**Task requirements**
Please rewrite the entries starting at the line containing "the blurred background" and ending at the line containing "point(18, 184)", changing "field log" to "survey record" and keeping everything else the same. Return only those lines.

**Data to process**
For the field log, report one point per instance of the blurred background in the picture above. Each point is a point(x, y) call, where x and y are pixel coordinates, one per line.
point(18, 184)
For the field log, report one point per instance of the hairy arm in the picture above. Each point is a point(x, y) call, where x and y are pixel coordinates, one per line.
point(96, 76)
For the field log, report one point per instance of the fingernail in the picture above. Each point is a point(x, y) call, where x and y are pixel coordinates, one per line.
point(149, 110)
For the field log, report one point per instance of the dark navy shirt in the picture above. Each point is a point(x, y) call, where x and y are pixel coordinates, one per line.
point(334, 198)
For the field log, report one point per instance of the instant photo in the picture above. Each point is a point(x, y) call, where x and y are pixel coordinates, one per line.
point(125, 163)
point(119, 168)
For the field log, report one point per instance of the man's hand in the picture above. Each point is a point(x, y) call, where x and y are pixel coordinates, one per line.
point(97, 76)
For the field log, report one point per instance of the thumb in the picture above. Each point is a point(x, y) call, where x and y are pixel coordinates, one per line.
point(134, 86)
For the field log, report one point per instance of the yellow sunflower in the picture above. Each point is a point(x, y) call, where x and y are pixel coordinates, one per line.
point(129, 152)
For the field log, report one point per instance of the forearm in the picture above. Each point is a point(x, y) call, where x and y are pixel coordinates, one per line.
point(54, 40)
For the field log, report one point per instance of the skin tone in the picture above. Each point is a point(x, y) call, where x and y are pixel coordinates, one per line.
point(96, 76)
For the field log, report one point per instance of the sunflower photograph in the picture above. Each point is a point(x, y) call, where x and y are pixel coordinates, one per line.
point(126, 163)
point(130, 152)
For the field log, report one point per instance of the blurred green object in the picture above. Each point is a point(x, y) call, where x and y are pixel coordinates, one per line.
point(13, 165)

==

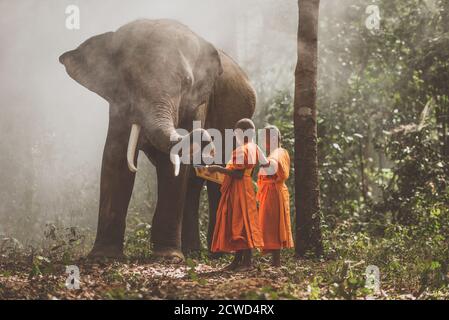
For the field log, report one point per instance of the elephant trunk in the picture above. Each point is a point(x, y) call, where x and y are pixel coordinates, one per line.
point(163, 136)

**Result of this exercise**
For the survey record, report one point per instance of the blurred background in the picture above. Each point is a point(x, y) call, where x and y are pixel coordinates, one per line.
point(18, 184)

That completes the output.